* [Task] Change every "rough mask" in the material below to "coarse mask" and write the material out again with everything else unchanged. Leave the pictures out.

(Data excerpts)
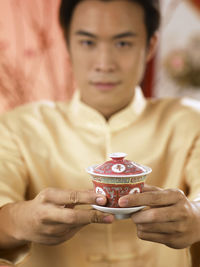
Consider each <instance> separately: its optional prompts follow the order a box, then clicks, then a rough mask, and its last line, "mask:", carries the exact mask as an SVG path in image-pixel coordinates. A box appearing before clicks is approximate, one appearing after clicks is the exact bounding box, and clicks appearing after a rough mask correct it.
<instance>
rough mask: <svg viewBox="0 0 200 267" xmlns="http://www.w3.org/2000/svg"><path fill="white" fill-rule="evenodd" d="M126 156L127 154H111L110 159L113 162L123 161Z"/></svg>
mask: <svg viewBox="0 0 200 267" xmlns="http://www.w3.org/2000/svg"><path fill="white" fill-rule="evenodd" d="M126 156H127V154H126V153H123V152H116V153H111V154H109V157H110V158H111V159H113V160H123V159H124V158H125V157H126Z"/></svg>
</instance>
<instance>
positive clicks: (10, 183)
mask: <svg viewBox="0 0 200 267" xmlns="http://www.w3.org/2000/svg"><path fill="white" fill-rule="evenodd" d="M27 182H28V172H27V168H26V164H25V162H24V159H23V156H22V155H21V153H20V149H19V142H18V138H17V136H16V135H15V134H14V133H12V132H11V131H10V130H9V129H8V128H7V127H6V125H4V124H2V123H0V207H1V206H3V205H5V204H7V203H9V202H16V201H22V200H24V198H25V194H26V188H27Z"/></svg>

* [Task answer]
Consider each <instance> separately: its optional prompts follow the order a box, then clicks, then a coarse mask, and its last line, "mask:", carries the exact mask as an SVG path in image-pixel coordinates. A box appearing before clicks is approximate, one appearing after clicks is the exact bounding box, and clicks appearing after a coarse mask correct it.
<instance>
coarse mask: <svg viewBox="0 0 200 267" xmlns="http://www.w3.org/2000/svg"><path fill="white" fill-rule="evenodd" d="M126 156L127 154H111L110 159L113 162L123 161Z"/></svg>
mask: <svg viewBox="0 0 200 267" xmlns="http://www.w3.org/2000/svg"><path fill="white" fill-rule="evenodd" d="M126 156H127V154H126V153H123V152H116V153H111V154H109V157H110V158H111V159H113V160H123V159H124V158H125V157H126Z"/></svg>
</instance>
<instance>
positive clicks: (10, 183)
mask: <svg viewBox="0 0 200 267" xmlns="http://www.w3.org/2000/svg"><path fill="white" fill-rule="evenodd" d="M27 182H28V172H27V168H26V164H25V162H24V159H23V156H22V155H21V153H20V149H19V142H18V138H17V136H16V135H15V134H14V133H12V132H11V131H10V130H9V129H8V128H7V127H6V125H4V124H2V123H0V207H1V206H3V205H5V204H7V203H9V202H16V201H22V200H24V198H25V194H26V188H27Z"/></svg>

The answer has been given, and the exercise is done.